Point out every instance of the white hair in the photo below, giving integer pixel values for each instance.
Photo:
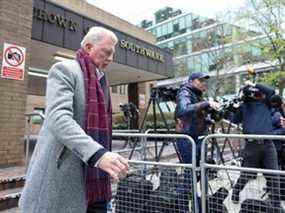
(96, 34)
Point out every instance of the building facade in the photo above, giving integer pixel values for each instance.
(51, 31)
(207, 45)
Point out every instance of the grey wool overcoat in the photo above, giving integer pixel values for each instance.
(55, 180)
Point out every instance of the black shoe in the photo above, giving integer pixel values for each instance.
(235, 198)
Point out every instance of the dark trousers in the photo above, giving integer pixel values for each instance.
(97, 207)
(260, 154)
(185, 151)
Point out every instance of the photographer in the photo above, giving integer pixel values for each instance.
(191, 113)
(255, 115)
(190, 117)
(278, 115)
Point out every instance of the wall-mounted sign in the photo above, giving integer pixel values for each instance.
(13, 64)
(53, 18)
(141, 50)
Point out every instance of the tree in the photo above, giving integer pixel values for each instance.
(267, 17)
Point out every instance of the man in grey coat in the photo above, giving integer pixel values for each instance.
(71, 165)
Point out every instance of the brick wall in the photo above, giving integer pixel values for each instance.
(16, 24)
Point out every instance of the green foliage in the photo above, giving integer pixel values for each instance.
(273, 79)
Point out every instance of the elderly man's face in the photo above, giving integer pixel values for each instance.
(201, 84)
(102, 53)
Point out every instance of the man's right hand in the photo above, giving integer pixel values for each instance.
(114, 164)
(214, 105)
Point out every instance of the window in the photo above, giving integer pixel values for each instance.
(114, 89)
(182, 23)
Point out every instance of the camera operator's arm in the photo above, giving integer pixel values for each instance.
(276, 119)
(184, 105)
(236, 117)
(268, 91)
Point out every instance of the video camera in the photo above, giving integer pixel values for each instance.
(165, 94)
(248, 93)
(130, 110)
(227, 107)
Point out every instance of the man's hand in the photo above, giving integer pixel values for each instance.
(114, 164)
(282, 121)
(214, 105)
(249, 83)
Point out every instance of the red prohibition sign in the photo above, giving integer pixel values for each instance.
(14, 54)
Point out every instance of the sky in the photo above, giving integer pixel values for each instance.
(135, 11)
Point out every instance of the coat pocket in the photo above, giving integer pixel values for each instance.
(61, 156)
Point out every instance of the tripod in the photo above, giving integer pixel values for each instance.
(154, 96)
(215, 145)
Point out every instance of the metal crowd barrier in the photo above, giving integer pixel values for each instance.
(27, 137)
(264, 190)
(172, 188)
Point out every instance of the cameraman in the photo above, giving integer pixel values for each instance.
(255, 115)
(278, 115)
(190, 115)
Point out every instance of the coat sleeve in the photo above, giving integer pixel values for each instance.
(59, 114)
(185, 107)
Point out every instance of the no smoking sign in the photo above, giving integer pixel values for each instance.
(13, 64)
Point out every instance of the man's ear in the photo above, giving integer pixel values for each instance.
(88, 47)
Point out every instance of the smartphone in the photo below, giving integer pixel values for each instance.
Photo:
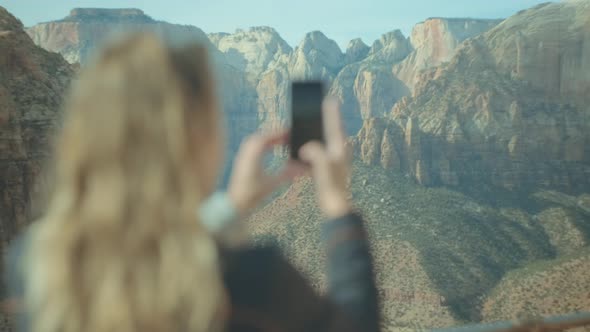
(306, 115)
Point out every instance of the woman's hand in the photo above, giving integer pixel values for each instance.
(330, 164)
(250, 183)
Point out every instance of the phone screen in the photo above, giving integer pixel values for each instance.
(306, 109)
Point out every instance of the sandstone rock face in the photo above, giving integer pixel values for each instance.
(484, 120)
(31, 89)
(435, 42)
(369, 88)
(316, 57)
(78, 35)
(356, 51)
(391, 48)
(252, 51)
(554, 287)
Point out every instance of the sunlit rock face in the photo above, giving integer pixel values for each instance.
(32, 84)
(435, 42)
(502, 113)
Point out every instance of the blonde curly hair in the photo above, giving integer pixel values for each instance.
(119, 247)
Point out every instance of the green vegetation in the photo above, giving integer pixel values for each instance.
(464, 246)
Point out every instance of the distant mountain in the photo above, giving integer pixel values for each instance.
(32, 83)
(487, 122)
(471, 140)
(510, 109)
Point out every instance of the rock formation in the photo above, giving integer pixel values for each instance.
(33, 82)
(356, 51)
(498, 115)
(78, 35)
(252, 51)
(435, 41)
(316, 57)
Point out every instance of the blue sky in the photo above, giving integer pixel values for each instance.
(340, 20)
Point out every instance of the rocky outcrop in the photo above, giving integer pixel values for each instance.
(356, 51)
(483, 119)
(31, 89)
(316, 57)
(252, 51)
(369, 88)
(391, 48)
(78, 35)
(435, 42)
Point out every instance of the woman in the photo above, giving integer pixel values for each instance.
(120, 247)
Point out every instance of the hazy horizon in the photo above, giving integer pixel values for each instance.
(367, 20)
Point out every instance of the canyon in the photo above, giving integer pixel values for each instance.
(471, 142)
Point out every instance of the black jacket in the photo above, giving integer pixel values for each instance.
(268, 294)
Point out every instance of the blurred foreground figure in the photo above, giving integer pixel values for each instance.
(134, 239)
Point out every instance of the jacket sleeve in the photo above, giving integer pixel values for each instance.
(351, 282)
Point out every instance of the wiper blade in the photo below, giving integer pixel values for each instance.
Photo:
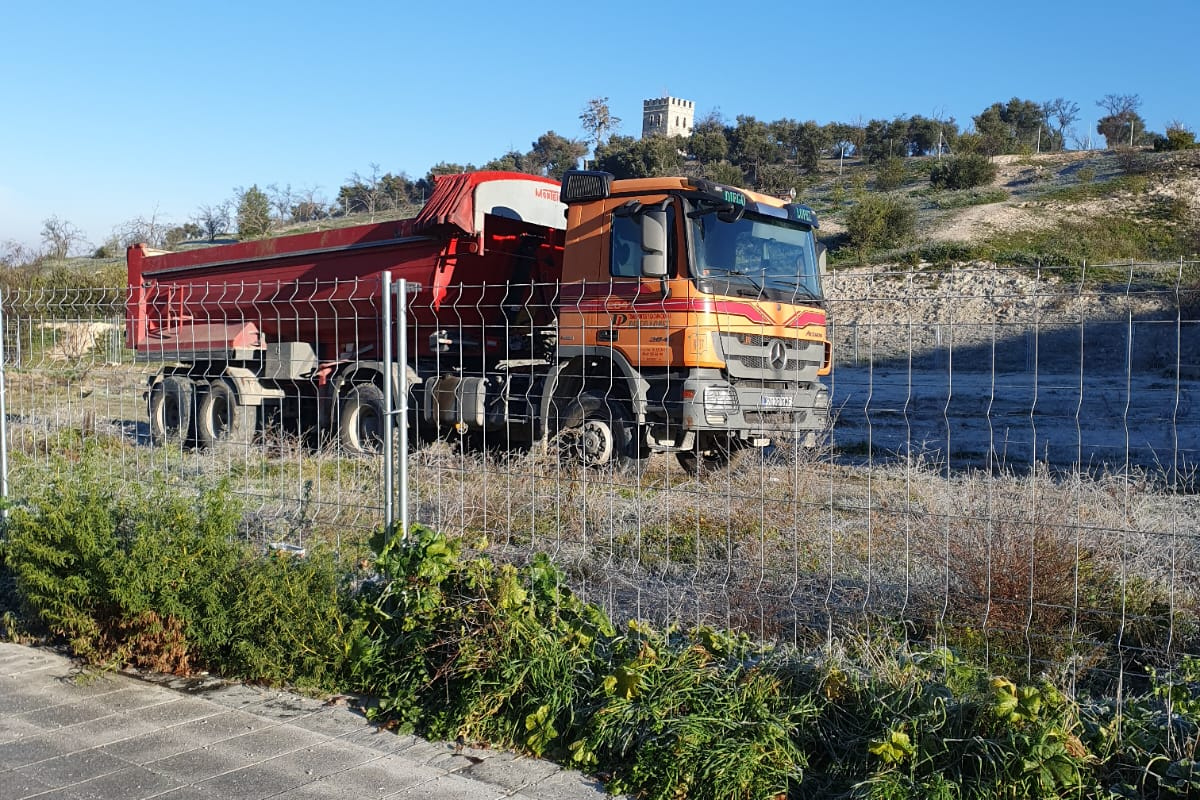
(798, 289)
(739, 274)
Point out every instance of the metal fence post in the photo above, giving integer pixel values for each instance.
(402, 343)
(389, 485)
(4, 413)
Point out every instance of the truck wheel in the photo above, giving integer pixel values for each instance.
(360, 428)
(599, 433)
(172, 405)
(709, 456)
(223, 419)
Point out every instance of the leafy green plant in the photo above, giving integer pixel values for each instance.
(880, 221)
(155, 577)
(963, 172)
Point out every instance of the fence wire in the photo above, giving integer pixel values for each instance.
(1011, 468)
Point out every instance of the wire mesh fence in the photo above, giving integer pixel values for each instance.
(1011, 467)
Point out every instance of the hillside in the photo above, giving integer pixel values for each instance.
(1060, 208)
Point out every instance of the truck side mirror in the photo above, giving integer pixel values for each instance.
(654, 242)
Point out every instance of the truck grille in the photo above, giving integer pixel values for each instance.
(749, 355)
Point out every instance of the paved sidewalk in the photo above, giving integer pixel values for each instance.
(66, 734)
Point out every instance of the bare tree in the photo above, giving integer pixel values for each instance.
(599, 121)
(282, 199)
(13, 253)
(310, 205)
(1120, 104)
(1065, 113)
(61, 238)
(151, 230)
(214, 220)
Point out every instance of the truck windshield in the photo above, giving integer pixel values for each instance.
(756, 256)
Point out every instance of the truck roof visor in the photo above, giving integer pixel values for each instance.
(580, 185)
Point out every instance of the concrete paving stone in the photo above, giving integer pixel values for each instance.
(285, 708)
(65, 714)
(450, 787)
(269, 743)
(509, 771)
(30, 750)
(427, 752)
(12, 728)
(237, 696)
(334, 721)
(199, 764)
(23, 699)
(255, 782)
(186, 793)
(129, 783)
(331, 756)
(73, 768)
(384, 741)
(155, 745)
(377, 779)
(183, 709)
(565, 785)
(15, 786)
(103, 731)
(136, 695)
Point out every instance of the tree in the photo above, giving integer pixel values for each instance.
(1011, 127)
(963, 172)
(1179, 137)
(60, 238)
(552, 155)
(1122, 125)
(751, 145)
(510, 162)
(708, 142)
(424, 187)
(1063, 113)
(253, 212)
(310, 205)
(629, 157)
(153, 230)
(880, 221)
(213, 220)
(598, 121)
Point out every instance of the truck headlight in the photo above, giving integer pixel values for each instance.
(720, 398)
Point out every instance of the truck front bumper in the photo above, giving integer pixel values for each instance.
(751, 409)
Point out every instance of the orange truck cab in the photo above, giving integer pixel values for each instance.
(703, 304)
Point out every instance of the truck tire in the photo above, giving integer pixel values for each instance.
(712, 456)
(360, 427)
(221, 417)
(599, 433)
(172, 410)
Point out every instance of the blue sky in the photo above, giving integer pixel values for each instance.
(120, 109)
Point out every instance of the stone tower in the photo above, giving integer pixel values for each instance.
(667, 116)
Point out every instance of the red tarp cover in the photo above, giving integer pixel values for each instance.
(453, 202)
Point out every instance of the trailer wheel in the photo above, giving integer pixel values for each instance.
(223, 419)
(599, 433)
(360, 428)
(709, 456)
(172, 410)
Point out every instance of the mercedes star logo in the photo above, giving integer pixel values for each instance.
(778, 355)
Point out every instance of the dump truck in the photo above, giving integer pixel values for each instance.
(611, 318)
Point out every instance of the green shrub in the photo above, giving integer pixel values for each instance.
(155, 577)
(460, 647)
(1177, 138)
(880, 221)
(889, 174)
(963, 172)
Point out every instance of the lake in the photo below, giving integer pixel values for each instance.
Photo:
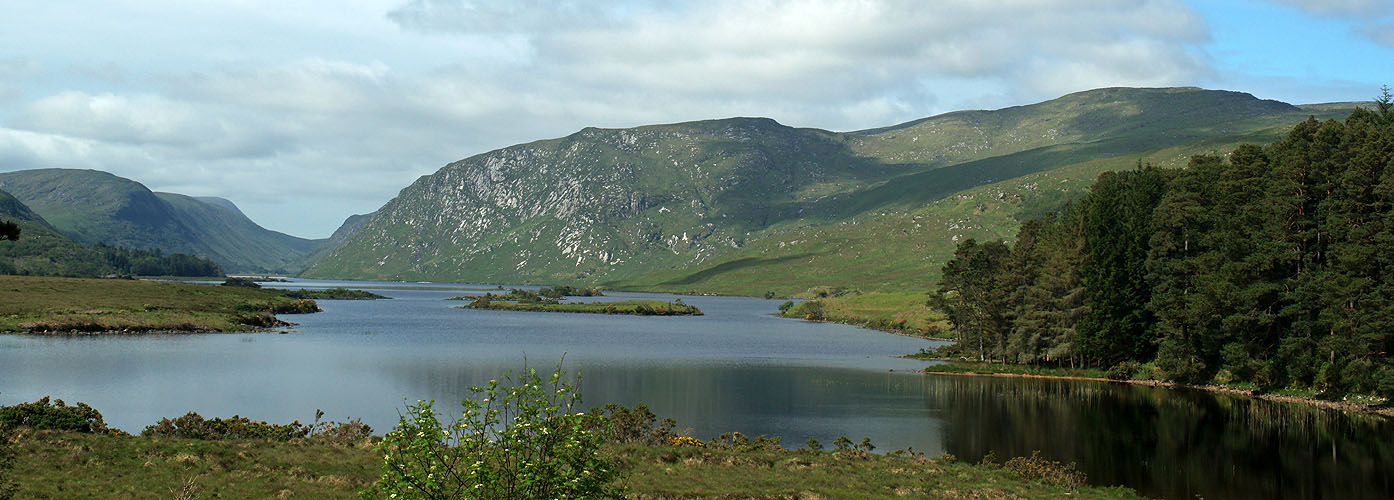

**********

*Short exercise*.
Copy out every row above that contains the word "wheel". The match is case-sensitive.

*Result*.
Point out every instance of the truck wheel in the photo above, giving integer pixel values for each instance.
Point out every instance of the trailer wheel in the photo above, giving integer pixel values for each instance.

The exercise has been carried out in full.